TEXT BLOCK:
╭──
Private agenda and re-election incentives

Abstract

Consider a politician who has to take two sequential decisions during his term in office. For each decision, the politician faces a trade-off between taking what he believes to be the decision that generates a public benefit, thus increasing his chances of re-election, and taking the decision that increases his private gain but is likely to decrease his chances of re-election. In our results we find that if the politician is a good enough decision maker and he desires to be re-elected enough, he takes the action that generates a public benefit regardless of his private interests. Moreover, we find that the behavior such that the politician delays taking the action that generates a public benefit to the last period of his term in office before he is up for re-election is optimal if and only if he has either very high or very low decision making skills.
╰──
LIST OF TASKS:
1 – Answer these questions from the abstract:
(a) How many sequential decisions does the politician have to take during his term in office?
(b) What two conditions lead him to take the action that generates a public benefit regardless of his private interests?
(c) At what levels of decision-making skill is it optimal for him to delay the public-benefit action to the last period of his term?
2 – Write out the part of the abstract that begins at the words "Consider a politician" and ends after the words "decision making skills.".
The data that comes next is separate material, not part of the abstract.

MATERIAL SHOWN:
╭──
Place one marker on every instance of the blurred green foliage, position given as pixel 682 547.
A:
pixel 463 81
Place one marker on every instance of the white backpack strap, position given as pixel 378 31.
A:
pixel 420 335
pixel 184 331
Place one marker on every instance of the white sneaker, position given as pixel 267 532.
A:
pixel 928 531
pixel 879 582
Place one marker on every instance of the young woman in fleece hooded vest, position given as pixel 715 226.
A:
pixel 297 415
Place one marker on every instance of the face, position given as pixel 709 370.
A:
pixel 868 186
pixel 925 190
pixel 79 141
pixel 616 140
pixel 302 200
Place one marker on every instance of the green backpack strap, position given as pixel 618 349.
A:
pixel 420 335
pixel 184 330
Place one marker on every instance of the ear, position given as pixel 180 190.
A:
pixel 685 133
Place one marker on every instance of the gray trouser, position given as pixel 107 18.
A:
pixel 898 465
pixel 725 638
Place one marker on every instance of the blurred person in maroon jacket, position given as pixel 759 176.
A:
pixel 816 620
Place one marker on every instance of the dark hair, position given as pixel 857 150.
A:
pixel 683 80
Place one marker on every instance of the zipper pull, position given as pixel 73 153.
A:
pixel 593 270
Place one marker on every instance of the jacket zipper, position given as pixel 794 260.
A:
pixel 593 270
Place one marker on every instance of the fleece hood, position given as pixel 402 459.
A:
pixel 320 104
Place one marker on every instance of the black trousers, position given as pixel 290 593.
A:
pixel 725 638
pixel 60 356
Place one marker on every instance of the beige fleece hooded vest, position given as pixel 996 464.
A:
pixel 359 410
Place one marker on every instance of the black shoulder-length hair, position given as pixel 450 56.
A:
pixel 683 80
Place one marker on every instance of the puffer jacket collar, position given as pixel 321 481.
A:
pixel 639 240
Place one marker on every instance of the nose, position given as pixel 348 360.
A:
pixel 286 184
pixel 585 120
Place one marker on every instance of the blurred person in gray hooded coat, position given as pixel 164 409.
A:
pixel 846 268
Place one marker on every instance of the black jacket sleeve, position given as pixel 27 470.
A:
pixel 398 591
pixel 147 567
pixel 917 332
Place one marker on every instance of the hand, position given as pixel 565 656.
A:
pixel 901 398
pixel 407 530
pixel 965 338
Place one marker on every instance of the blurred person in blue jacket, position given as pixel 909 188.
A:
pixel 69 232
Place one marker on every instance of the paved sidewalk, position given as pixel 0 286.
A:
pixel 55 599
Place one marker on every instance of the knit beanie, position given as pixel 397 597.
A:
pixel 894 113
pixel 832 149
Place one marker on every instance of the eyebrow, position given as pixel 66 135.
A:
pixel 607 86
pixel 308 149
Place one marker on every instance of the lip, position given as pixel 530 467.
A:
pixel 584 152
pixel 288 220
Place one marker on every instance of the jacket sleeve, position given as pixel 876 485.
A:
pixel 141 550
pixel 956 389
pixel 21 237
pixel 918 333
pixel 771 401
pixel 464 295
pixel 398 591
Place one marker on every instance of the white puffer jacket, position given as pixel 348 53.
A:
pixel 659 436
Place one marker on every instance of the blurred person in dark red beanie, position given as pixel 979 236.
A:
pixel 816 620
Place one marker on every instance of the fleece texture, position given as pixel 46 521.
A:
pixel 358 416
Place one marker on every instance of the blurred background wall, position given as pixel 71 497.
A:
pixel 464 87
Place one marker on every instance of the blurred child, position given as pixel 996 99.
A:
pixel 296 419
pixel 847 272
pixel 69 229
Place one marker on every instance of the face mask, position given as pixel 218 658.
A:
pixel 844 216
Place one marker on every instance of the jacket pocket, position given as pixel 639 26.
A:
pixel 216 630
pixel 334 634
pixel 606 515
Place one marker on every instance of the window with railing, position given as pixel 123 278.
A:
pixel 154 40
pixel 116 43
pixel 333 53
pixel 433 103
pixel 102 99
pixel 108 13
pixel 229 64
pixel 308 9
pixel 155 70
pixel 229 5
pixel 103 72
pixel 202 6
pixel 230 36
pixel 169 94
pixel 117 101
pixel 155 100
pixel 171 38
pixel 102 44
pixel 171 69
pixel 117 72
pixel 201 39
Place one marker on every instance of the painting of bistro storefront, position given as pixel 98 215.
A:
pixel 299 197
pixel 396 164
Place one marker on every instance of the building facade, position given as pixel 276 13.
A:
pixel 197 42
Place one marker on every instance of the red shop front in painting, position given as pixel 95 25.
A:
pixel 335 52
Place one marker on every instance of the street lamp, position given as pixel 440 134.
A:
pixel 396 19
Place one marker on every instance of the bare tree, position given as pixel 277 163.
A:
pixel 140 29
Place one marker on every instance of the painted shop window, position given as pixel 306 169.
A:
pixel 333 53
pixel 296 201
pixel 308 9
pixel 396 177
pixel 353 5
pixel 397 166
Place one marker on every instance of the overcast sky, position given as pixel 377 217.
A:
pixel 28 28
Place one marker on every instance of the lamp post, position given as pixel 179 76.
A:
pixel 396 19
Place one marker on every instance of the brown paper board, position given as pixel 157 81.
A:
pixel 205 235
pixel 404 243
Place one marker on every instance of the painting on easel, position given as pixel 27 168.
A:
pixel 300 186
╰──
RESULTS OF THE TASKS:
1 –
(a) Two.
(b) He is a good enough decision maker, and he desires to be re-elected enough.
(c) Either very high or very low decision-making skills.

2 –
Consider a politician who has to take two sequential decisions during his term in office. For each decision, the politician faces a trade-off between taking what he believes to be the decision that generates a public benefit, thus increasing his chances of re-election, and taking the decision that increases his private gain but is likely to decrease his chances of re-election. In our results we find that if the politician is a good enough decision maker and he desires to be re-elected enough, he takes the action that generates a public benefit regardless of his private interests. Moreover, we find that the behavior such that the politician delays taking the action that generates a public benefit to the last period of his term in office before he is up for re-election is optimal if and only if he has either very high or very low decision making skills.